DIRECTIONS ::
[a] The comment on David Cameron asks three short questions about people he might meet. List every kind of person named in those questions.
[b] Carry on the comment on David Cameron, starting after its last sentence.

EXERCISE PASSAGE ::
..............................

You offer a couple of selected routes to a meeting with a party leader (any party leader, if you're honest) then editorialise that:
"Whatever the explanation is, we ought to be taking this as a very serious sign of where Cameron's sympathies lie."
If David Cameron meets with a trade unionist, should we take that as a sign of his sympathies? Or a foreigner? Or someone from a non-Christian faith? On your logic, if Cameron takes a meeting with a prominent French trade union leader who is a Muslim, the leader of HM Opposition is planning a change in political orientation, followed by emigration and conversion.
Brings a whole new dimension to the "Non-dom" issue.
If you've something other than assertion to back up the claims, I suspect it would have been published elsewhere before now.
Next we're asked to get very excited that Nurses for Reform would like to take the politicians out of the equation.

..............................

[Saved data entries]
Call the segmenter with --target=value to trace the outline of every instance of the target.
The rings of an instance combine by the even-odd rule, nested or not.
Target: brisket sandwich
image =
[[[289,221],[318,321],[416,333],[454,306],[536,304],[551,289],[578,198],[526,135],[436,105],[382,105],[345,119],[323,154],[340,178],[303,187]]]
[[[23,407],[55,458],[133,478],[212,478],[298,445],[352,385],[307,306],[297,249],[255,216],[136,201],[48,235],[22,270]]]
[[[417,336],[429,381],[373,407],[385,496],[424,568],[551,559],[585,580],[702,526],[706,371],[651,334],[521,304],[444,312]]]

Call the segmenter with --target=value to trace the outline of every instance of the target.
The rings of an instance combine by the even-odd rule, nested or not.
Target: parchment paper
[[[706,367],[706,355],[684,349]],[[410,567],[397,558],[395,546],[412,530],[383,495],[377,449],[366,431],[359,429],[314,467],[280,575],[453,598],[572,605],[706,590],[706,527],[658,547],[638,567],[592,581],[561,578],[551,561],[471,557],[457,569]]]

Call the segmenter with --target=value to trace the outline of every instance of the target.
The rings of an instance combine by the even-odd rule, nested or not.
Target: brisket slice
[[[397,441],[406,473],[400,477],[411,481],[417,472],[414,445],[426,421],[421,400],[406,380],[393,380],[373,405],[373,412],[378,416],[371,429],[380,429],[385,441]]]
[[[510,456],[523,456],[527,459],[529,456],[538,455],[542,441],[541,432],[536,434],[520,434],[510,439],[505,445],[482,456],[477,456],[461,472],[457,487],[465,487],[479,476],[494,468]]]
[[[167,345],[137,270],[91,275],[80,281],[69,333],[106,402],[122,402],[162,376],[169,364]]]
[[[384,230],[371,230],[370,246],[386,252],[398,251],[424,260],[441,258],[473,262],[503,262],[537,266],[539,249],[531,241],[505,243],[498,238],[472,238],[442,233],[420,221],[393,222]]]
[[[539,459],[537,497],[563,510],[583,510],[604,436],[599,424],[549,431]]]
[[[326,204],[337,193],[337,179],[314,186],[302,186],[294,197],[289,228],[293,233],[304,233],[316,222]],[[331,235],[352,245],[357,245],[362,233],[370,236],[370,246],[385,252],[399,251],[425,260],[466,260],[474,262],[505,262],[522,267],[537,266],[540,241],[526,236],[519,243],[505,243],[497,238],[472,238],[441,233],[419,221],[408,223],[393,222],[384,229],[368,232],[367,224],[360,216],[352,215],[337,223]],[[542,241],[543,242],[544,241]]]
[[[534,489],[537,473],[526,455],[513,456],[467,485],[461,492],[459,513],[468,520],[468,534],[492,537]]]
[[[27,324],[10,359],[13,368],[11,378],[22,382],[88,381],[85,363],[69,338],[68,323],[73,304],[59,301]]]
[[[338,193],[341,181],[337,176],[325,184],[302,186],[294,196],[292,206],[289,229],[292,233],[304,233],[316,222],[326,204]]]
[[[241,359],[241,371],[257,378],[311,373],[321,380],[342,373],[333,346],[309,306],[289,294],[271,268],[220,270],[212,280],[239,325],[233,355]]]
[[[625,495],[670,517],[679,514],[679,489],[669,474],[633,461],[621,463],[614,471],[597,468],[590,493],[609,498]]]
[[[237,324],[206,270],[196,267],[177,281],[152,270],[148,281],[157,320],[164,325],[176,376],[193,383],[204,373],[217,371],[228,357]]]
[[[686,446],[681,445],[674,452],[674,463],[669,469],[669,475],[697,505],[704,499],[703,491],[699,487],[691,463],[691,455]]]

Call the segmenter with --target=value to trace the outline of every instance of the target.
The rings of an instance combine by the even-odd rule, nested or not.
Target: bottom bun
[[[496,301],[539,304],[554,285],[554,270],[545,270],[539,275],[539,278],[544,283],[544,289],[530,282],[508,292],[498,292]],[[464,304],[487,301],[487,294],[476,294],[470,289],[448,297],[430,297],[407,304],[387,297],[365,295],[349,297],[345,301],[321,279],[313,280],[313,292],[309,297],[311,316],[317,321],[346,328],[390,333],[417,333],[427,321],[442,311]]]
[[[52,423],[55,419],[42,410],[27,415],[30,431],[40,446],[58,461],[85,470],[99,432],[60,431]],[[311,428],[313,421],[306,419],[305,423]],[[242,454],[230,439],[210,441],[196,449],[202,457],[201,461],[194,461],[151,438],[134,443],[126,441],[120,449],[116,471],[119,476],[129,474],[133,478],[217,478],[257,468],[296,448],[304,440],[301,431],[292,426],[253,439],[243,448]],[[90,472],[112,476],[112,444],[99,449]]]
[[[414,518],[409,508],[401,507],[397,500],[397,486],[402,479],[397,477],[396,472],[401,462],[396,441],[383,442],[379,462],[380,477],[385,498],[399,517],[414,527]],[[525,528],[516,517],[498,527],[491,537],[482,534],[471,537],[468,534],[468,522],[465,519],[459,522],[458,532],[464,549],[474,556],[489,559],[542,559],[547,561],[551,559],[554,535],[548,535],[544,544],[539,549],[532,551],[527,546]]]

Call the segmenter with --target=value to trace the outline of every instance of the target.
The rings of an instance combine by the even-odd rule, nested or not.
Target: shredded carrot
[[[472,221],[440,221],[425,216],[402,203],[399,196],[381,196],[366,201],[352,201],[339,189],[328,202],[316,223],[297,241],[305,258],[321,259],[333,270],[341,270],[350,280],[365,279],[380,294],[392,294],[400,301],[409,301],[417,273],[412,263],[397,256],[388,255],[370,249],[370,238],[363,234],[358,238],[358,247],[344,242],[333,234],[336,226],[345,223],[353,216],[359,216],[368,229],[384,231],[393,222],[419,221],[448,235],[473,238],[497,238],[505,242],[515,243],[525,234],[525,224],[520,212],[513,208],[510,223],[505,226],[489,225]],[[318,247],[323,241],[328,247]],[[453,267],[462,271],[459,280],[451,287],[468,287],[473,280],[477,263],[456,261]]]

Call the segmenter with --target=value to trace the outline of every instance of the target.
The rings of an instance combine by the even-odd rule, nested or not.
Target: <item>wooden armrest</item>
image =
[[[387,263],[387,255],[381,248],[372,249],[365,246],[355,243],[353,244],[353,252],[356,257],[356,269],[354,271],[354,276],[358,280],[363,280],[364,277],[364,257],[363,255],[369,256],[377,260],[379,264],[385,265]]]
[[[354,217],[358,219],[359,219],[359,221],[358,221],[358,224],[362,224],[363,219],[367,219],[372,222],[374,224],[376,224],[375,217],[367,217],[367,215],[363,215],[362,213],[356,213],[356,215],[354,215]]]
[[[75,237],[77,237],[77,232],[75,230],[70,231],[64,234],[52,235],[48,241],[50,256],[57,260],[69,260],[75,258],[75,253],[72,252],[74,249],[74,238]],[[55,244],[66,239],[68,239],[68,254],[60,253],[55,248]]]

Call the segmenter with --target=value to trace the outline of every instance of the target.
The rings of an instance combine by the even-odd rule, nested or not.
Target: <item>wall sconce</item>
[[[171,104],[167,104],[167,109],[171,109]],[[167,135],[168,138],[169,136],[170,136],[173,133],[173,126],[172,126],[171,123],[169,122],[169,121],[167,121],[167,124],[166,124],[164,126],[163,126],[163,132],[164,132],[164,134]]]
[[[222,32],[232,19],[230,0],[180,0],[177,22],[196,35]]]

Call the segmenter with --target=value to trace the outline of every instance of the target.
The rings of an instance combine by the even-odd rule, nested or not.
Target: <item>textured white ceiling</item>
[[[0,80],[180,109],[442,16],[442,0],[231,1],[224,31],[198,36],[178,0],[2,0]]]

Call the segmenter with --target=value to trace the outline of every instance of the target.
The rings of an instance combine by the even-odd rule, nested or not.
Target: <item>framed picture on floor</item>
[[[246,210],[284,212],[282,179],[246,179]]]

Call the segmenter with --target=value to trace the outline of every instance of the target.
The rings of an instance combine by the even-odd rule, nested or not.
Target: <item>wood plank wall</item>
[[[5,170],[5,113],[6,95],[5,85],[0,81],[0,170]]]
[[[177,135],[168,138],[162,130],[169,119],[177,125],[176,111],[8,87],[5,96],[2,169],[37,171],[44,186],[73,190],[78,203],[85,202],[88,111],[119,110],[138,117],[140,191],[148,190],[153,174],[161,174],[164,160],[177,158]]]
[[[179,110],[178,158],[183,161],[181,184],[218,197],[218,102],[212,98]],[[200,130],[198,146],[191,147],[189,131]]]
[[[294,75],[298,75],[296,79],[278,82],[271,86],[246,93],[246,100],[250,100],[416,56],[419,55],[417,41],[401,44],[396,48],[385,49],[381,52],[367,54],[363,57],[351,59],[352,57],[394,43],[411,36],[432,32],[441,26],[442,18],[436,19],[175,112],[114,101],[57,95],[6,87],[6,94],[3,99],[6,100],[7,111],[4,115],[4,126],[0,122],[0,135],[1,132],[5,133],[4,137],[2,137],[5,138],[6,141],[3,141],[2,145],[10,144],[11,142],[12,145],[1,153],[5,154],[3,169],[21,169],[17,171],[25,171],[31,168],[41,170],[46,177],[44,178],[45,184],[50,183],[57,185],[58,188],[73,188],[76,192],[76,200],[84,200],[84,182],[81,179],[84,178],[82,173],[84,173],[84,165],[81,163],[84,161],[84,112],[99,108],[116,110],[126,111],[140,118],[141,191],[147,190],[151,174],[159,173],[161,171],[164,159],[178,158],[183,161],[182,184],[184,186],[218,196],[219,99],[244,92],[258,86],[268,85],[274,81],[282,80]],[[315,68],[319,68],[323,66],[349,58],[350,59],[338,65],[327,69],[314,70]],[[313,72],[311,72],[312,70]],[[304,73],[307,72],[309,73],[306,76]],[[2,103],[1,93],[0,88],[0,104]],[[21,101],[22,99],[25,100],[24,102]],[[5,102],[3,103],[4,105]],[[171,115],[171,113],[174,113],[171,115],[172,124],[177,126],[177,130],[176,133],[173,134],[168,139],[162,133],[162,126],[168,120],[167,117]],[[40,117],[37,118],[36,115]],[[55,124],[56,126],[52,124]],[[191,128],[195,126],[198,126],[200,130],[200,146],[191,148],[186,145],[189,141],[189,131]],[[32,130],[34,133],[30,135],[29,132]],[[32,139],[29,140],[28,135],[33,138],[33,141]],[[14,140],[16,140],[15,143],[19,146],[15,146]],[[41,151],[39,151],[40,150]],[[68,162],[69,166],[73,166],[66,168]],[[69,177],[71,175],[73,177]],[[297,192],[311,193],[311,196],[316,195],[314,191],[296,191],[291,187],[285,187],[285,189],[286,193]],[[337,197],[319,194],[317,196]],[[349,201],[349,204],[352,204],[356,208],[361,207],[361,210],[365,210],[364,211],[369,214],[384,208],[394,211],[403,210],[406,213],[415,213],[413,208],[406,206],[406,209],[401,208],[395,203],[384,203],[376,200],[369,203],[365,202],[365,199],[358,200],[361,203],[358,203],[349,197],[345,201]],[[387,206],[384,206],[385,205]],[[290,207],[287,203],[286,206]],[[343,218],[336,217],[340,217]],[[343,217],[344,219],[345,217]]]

..............................

ANSWERS BY ITEM NUMBER ::
[a] a trade unionist; a foreigner; someone from a non-Christian faith

[b]
Let's skip over the trite observations that elected politicians generally get very excited when anyone suggests they aren't the best people for the job, and that if we happened to be any of the many non-Westminster-style representative democracies, the "... democratically-elected politician" would not be in that position to start with; an appointed bureaucrat would be
Since Cameron has already said he wants to depoliticize the NHS, and balloons have been floated about a BBC Governors/Trust style arrangement, it's a little late to be asking people to get excited about the views of a group Cameron took a meeting with.